>> Begin Supplied material

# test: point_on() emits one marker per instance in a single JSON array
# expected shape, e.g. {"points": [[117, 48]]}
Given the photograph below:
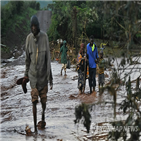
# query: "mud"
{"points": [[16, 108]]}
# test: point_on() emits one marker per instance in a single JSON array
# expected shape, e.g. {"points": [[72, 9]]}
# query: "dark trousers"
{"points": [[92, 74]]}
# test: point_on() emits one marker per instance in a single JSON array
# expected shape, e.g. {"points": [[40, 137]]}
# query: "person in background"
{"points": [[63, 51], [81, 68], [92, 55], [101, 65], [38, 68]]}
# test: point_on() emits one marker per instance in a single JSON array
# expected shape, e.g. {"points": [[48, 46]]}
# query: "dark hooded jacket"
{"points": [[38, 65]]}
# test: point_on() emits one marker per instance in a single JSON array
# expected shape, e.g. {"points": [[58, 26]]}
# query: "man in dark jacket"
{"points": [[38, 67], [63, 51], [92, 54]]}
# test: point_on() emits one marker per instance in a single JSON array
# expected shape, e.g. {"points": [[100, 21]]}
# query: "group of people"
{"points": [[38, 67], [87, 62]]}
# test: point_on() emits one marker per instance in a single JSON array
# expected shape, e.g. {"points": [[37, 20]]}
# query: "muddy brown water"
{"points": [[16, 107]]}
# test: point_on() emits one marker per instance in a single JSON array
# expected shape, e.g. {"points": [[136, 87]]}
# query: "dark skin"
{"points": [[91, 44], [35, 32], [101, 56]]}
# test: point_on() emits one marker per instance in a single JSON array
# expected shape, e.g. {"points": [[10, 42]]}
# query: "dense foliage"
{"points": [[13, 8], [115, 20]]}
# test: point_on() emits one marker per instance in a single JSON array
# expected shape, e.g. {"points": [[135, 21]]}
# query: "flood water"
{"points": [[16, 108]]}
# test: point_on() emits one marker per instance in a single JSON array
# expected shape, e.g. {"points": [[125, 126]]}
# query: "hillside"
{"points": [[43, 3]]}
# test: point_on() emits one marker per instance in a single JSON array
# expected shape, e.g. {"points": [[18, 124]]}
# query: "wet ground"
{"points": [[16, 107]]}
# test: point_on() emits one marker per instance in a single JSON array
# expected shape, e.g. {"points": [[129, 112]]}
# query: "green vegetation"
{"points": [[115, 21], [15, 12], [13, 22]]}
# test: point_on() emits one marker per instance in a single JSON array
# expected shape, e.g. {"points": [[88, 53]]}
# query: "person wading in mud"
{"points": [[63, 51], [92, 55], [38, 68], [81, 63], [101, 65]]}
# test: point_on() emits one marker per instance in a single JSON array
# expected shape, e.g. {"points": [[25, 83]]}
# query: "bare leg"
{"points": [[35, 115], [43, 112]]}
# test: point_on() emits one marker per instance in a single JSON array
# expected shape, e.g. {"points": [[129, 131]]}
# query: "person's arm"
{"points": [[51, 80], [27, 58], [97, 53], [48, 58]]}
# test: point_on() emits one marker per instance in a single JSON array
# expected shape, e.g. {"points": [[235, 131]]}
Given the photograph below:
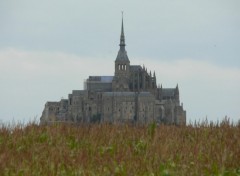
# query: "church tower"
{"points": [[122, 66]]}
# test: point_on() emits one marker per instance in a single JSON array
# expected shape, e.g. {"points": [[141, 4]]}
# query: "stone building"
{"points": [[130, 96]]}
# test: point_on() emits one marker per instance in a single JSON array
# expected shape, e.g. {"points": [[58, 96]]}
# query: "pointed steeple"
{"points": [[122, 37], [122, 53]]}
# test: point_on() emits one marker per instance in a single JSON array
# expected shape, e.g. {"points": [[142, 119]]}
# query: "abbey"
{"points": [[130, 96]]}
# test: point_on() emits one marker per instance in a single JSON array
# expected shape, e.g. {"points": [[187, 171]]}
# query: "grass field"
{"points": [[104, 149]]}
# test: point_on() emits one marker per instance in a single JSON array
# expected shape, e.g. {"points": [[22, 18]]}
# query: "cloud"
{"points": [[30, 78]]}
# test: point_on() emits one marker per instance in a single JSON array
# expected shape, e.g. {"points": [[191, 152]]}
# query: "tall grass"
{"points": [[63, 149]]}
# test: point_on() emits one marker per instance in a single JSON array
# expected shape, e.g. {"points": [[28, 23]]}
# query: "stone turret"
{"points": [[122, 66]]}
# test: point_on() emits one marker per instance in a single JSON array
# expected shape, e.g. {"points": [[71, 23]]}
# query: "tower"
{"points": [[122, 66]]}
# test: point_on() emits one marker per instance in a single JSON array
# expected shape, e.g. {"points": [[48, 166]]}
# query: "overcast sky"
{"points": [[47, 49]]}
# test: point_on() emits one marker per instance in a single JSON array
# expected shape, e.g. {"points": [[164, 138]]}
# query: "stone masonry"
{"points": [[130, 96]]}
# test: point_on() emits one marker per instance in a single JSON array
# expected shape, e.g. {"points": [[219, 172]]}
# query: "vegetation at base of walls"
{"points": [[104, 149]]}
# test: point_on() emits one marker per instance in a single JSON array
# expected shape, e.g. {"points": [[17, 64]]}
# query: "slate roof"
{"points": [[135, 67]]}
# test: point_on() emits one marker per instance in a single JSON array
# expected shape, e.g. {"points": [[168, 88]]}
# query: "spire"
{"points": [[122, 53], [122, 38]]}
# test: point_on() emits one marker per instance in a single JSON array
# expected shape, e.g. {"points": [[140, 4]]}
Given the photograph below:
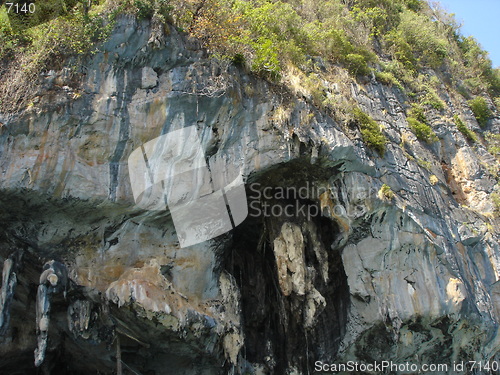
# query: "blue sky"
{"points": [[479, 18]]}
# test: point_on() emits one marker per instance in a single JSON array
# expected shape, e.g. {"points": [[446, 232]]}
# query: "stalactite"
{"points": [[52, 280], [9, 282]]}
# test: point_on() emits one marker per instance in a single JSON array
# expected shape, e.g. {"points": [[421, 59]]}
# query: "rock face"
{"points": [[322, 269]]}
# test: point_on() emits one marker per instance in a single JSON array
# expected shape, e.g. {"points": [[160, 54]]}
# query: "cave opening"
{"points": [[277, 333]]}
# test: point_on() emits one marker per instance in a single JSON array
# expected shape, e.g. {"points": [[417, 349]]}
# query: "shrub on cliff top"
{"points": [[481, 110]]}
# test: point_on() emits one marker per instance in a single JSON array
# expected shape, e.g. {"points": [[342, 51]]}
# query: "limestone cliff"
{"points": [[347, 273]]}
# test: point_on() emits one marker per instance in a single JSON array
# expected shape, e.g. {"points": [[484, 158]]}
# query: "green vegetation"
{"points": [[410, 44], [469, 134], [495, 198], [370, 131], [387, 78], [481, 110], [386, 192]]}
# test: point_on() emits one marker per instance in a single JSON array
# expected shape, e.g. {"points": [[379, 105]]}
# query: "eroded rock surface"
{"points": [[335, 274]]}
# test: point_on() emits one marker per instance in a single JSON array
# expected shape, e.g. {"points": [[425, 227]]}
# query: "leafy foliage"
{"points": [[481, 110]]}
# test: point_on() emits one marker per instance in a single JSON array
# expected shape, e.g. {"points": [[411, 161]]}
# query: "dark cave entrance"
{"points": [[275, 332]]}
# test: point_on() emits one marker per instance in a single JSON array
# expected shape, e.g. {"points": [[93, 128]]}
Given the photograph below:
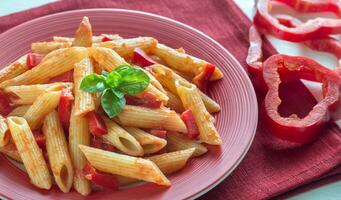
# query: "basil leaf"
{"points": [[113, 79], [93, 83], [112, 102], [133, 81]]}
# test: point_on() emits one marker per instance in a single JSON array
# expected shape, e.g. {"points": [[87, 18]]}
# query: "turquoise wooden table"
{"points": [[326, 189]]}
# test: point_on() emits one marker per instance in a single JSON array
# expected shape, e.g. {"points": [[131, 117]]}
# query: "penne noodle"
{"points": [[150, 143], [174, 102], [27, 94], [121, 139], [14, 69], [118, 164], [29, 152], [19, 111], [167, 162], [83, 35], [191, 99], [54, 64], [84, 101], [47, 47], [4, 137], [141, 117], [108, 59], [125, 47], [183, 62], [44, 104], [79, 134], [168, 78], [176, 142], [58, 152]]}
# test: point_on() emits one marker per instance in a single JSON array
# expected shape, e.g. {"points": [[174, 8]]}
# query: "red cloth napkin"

>> End Supplied material

## Do this
Pull out every line in the entries above that contains the word "cave".

## Solution for this problem
# query: "cave opening"
# query: "dark cave entrance"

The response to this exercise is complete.